Source extract
══════

There are so many myths about Substance Use Disorders and treatment that it’s hard to cover them all within the space allotted. Consequently, only some of the most common myths will be addressed and any additional questions can be forwarded to the above email address. The following are some of the actual myths made by various individuals.
Myth: “Drug addicts all use heroin and needles.” Fact: The southeastern portion of the U.S. is infamous for pharmaceutical abuse whereas the remainder of the U.S. lists their primary opiate of abuse as heroin. Furthermore, Gulf Coast Treatment Center’s (GCTC) studies of admitted individuals, as well as the American Association for the Treatment of Opioid Dependence (AATOD) has shown that the most common method of use is by mouth.
Myth: “Drug addicts live on the streets.” Fact: GCTC’s admission data positively correlates with AATOD’s national study on most items including higher rates of males and lower rates of minority ethnicity levels. The average client is a 35-39-year-old Caucasian male who is employed and married. However, they can’t possibly make enough at the average job to pay for their daily habits (often costing from $150 to $1000/day). Consequently, many lose their jobs, families, and homes before ever reaching out for recovery.
Myth: “12 Step Programs are cults.” Fact: 12 step programs such as Alcoholics Anonymous, have been around over 75 years and have helped countless numbers of people. They foster honesty in recovery in a loving caring atmosphere. Twelve Step programs are a legitimate weapon in the fight against substance use.
Myth: “Methadone gets into your bones and teeth and rots them.” Fact: According to years of research, methadone does not “get into your bones” or cause harm to the skeletal system. Some methadone patients report having aches in their arms and legs, but this is most often explained by a lack of being regulated on a proper dose. Secondly, research once again has shown that it doesn’t rot teeth. There are, however, a couple of explanations for individuals who are on methadone to have teeth issues. Most active opiate users don’t pay a lot of attention to oral hygiene by brushing their teeth daily and visiting the dentist twice a year for cleanings. Consequently, it is the cumulative affect that the lack of care has on teeth that is the cause.
Myth: “Methadone causes drowsiness and makes people nod-off.” Fact: Patients on a stabilized dose of methadone will not feel any drowsier than someone who is not on methadone if they are not combining substances. Combining methadone with any other medication or substance is dangerous and should be addressed immediately.

══════

Excerpted records
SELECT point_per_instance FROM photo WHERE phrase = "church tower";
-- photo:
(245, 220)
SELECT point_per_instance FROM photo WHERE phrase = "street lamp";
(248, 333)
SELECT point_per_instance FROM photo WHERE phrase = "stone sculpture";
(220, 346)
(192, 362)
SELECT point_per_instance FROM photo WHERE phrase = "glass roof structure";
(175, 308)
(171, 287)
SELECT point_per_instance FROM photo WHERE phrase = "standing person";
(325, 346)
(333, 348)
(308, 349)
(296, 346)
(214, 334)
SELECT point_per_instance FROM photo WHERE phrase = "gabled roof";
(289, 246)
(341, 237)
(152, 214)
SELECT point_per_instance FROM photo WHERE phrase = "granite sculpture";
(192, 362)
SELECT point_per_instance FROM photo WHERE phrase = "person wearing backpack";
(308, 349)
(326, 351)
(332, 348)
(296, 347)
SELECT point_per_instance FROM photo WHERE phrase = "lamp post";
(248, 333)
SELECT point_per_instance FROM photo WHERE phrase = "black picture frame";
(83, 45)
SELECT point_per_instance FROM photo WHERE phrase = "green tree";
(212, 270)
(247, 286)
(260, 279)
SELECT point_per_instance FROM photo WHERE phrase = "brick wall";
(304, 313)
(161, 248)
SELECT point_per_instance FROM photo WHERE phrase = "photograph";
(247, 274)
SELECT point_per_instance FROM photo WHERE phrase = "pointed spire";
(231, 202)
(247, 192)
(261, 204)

══════

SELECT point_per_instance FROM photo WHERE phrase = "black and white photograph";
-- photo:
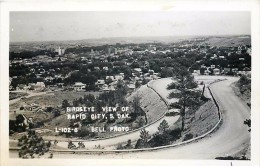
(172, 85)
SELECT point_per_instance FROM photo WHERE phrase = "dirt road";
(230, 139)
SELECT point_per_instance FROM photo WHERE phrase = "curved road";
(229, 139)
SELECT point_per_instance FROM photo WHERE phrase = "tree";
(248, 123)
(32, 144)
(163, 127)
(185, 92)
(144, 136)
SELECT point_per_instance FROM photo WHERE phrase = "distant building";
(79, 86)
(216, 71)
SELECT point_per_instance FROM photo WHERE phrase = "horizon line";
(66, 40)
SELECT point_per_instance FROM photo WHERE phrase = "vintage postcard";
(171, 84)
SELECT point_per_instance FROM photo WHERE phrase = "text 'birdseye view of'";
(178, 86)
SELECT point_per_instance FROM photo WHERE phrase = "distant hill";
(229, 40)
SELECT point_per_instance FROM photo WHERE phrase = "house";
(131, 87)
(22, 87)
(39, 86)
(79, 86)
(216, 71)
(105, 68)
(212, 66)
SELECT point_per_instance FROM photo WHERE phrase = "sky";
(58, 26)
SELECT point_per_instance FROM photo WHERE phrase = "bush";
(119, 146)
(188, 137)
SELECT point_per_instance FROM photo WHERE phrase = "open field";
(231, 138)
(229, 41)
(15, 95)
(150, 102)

══════

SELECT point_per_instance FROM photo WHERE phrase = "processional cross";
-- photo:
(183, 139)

══════

Work order 1
Decide whether each statement below agrees with the text on substance use myths. Answer yes or no for each, and quote the deciding words of the text exactly.
(a) The average client is described as an unemployed, unmarried male.
(b) Twelve step programs such as Alcoholics Anonymous have been around for over 75 years.
(c) The most common method of use is injection.
Work order 2
Rewrite the part of the text on substance use myths starting with "There are so" and going on through "by various individuals.", putting "misconceptions" in place of "myths".
Work order 3
Answer these questions from the text on substance use myths.
(a) What range of daily cost is given for users' habits?
(b) What most often explains the aches some methadone patients report in their arms and legs?
(c) Which part of the U.S. is named as infamous for pharmaceutical abuse?

Response area 1
(a) No: "The average client is a 35-39-year-old Caucasian male who is employed and married."
(b) Yes: "12 step programs such as Alcoholics Anonymous, have been around over 75 years"
(c) No: "the most common method of use is by mouth."

Response area 2
There are so many misconceptions about Substance Use Disorders and treatment that it’s hard to cover them all within the space allotted. Consequently, only some of the most common misconceptions will be addressed and any additional questions can be forwarded to the above email address. The following are some of the actual misconceptions made by various individuals.

Response area 3
(a) From $150 to $1000 a day.
(b) A lack of being regulated on a proper dose.
(c) The southeastern portion of the U.S.